_ACTIVITY_
Where a line holds the word "faucet", copy that line from the data below.

(EXERCISE DATA begins)

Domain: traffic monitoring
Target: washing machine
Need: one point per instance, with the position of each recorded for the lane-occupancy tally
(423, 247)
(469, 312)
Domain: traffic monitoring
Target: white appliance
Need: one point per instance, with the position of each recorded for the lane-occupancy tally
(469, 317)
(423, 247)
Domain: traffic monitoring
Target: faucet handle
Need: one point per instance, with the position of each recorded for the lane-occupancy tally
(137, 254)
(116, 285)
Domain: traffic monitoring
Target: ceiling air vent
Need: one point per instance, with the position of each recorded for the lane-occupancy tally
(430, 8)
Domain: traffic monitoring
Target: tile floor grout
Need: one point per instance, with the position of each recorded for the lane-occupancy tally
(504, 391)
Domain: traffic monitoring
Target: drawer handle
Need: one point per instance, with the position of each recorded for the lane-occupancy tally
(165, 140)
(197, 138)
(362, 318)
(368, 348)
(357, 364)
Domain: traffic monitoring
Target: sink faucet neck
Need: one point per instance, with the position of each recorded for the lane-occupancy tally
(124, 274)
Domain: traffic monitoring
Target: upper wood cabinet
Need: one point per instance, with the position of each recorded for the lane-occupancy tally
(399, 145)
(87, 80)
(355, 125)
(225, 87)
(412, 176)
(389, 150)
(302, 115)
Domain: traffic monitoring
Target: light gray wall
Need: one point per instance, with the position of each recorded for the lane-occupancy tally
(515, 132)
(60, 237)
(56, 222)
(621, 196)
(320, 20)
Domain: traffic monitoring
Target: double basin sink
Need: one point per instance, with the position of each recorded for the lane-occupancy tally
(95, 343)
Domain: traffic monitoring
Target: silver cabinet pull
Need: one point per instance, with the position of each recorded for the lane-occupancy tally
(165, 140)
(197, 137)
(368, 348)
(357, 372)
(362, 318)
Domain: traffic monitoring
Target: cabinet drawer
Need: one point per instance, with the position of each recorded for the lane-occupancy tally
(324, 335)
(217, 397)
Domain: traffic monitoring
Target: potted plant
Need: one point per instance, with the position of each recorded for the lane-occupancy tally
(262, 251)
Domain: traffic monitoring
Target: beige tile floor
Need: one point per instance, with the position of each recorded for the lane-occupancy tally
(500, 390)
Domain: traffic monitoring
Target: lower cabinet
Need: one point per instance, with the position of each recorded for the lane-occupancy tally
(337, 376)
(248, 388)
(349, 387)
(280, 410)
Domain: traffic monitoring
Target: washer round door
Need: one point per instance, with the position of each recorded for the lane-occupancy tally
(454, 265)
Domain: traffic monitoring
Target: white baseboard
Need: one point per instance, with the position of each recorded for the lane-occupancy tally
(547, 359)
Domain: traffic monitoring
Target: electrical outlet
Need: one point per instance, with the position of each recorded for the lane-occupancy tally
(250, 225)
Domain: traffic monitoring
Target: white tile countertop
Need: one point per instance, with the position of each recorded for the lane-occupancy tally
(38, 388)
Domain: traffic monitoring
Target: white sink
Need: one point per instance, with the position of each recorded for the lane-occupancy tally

(EXERCISE DATA ends)

_ANSWER BOX_
Target: faucet handle
Target: sink faucet neck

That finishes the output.